:: FRAGMENTO EXTRAÍDO ::
No mucho después de que Cirilo tomara posesión, empezaron a surgir discusiones entre él y Acacio, principalmente sobre la procedencia y jurisdicción de sus respectivas sedes, pero también sobre asuntos de fe, pues Acacio para entonces estaba imbuido en la herejía arriana. Cirilo mantuvo la prioridad de su sede, como si poseyera un «trono apostólico»; mientras que Acacio, como metropolitano de Cesarea, exigía la jurisdicción sobre ella, recordando un canon del Concilio de Nicea que dice: «Ya que por la costumbre o antigua tradición, el obispo de Aelia (Jerusalén) debe recibir honores, dejemos al metropolitano (de Cesarea) en su propia dignidad mantener el segundo lugar». El desacuerdo llegó a una contienda abierta y finalmente Acacio convocó un Concilio de obispos partidarios suyos, al que Cirilo fue citado, pero rehusó a presentarse. Se le acusó de contumacia y de haber vendido propiedades de la Iglesia, durante el hambre, para auxiliar a los necesitados. Esto último sí lo había hecho, como también lo hicieron san Ambrosio y san Agustín y muchos otros grandes prelados que fueron ampliamente comprendidos. De todos modos, el fraudulento concilio lo condenó y fue desterrado de Jerusalén. Salió para Tarso, donde fue hospitalariamente recibido por Silvanus, un obispo semi-arriano, y donde permaneció en espera de la apelación que había hecho a un tribunal superior. Dos años después de su deposición, llegó su apelación ante el Concilio de Seleucia, que estaba integrado por semi-arrianos, arrianos y muy pocos miembros del partido ortodoxo, todos ellos de Egipto, Cirilo tomó asiento entre los semi-arrianos que lo habían ayudado durante su exilio. Acacio objetó violentamente su presencia y abandonó la reunión, aunque regresó pronto a tomar parte en los debates subsecuentes. Su partido tenía minoría, así que fue depuesto, mientras Cirilo fue reivindicado.

:: DESCRIPCIÓN DE LA TAREA ::
Continúa el fragmento sobre Cirilo y Acacio a partir de su última oración. Los registros no tienen relación alguna con el fragmento sobre Cirilo y Acacio.

:: DATOS PROPORCIONADOS ::
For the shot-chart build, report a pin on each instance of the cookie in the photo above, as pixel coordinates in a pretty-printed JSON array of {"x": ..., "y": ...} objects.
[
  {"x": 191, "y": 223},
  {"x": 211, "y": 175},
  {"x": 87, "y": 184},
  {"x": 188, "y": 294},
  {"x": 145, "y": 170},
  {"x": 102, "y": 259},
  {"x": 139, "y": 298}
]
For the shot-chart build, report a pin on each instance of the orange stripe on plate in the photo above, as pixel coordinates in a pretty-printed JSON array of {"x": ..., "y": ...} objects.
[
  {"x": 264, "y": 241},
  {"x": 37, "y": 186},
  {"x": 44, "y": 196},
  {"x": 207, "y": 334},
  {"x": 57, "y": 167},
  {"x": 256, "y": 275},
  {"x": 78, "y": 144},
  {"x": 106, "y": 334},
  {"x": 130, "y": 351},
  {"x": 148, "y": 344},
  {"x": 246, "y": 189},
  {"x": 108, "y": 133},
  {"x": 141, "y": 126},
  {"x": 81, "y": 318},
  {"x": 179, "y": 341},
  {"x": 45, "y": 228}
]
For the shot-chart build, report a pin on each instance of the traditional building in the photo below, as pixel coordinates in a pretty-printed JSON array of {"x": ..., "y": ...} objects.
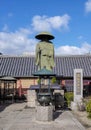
[{"x": 22, "y": 67}]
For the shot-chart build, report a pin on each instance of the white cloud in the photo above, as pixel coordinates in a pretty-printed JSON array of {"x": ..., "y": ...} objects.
[
  {"x": 73, "y": 50},
  {"x": 88, "y": 6},
  {"x": 10, "y": 14},
  {"x": 44, "y": 23},
  {"x": 17, "y": 42},
  {"x": 5, "y": 28}
]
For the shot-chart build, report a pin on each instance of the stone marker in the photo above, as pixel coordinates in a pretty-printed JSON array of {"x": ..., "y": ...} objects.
[
  {"x": 31, "y": 98},
  {"x": 78, "y": 88}
]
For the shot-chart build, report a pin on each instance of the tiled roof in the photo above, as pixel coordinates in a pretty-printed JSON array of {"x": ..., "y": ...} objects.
[{"x": 20, "y": 66}]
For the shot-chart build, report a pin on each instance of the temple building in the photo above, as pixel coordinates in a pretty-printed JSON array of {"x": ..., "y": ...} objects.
[{"x": 21, "y": 69}]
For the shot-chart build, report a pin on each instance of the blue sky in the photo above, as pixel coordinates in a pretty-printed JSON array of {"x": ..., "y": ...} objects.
[{"x": 68, "y": 20}]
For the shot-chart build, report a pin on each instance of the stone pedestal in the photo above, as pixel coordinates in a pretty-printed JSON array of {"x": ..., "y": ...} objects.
[
  {"x": 31, "y": 98},
  {"x": 44, "y": 113}
]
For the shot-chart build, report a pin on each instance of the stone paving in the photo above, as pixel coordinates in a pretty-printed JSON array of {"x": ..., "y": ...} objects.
[{"x": 18, "y": 117}]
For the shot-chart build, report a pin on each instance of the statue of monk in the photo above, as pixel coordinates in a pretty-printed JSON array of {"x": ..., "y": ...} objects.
[{"x": 45, "y": 51}]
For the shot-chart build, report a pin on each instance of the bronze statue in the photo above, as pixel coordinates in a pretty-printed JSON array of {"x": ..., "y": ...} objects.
[{"x": 45, "y": 51}]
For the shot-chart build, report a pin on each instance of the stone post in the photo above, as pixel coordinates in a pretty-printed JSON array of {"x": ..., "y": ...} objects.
[
  {"x": 31, "y": 98},
  {"x": 78, "y": 88}
]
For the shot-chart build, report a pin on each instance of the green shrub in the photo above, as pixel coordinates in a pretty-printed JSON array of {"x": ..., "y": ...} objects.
[
  {"x": 68, "y": 97},
  {"x": 88, "y": 108}
]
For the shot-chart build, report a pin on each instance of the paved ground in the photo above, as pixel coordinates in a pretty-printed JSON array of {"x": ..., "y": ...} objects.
[{"x": 18, "y": 117}]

:: RESULTADO ESPERADO ::
Acacio se fue a Constantinopla y persuadió al emperador Constantino a que reuniera otro concilio. Agregó nuevas acusaciones a las antiguas y lo que verdaderamente encolerizó al emperador, fue saber que las vestiduras que él mismo había regalado a Macario para administrar el bautizo, habían sido vendidas y luego vistas en una representación teatral. Acacio triunfó y obtuvo un segundo decreto de exilio en contra de Cirilo, un año después de haber sido repuesto a su sede. A la muerte de Constantino en 361, su sucesor Juliano llamó a todos los obispos a quienes Constantino había desterrado y Cirilo, junto con los demás, regresó a su sede. En comparación con otros reinados, hubo pocos martirios durante la gestión de Juliano el Apóstata, quien cayó en la cuenta de que la sangre de los mártires era la simiente de la iglesia, y procuró con otros medios más refinados desacreditar la religión que él mismo había abandonado. Uno de los planes que tramó, fue la reconstrucción del templo de Jerusalén, con el fin de mostrar la falsedad de la profecía de su ruina permanente. Los historiadores de la Iglesia, Sócrates y Teodoreto, así como otros, se extienden hablando de este intento de Juliano por reconstruir el templo y apelar a los sentimientos nacionales de los judíos. Gibbon y otros agnósticos modernos se mofan de los sucesos sobrenaturales, sismos, esferas de fuego, desplome de paredes, etc... que le hicieron abandonar el proyecto, pero aun Gibbon se ve obligado a admitir que estos prodigios están confirmados no sólo por escritores cristianos, como san Juan Crisóstomo y san Ambrosio, sino también «por extraño que pueda parecer, por el testimonio irrecusable de Ammianus Marcellinus, el soldado filósofo», que era pagano. San Cirilo contemplaba calmadamente los grandes preparativos para la reconstrucción del templo, profetizando que sería un fracaso.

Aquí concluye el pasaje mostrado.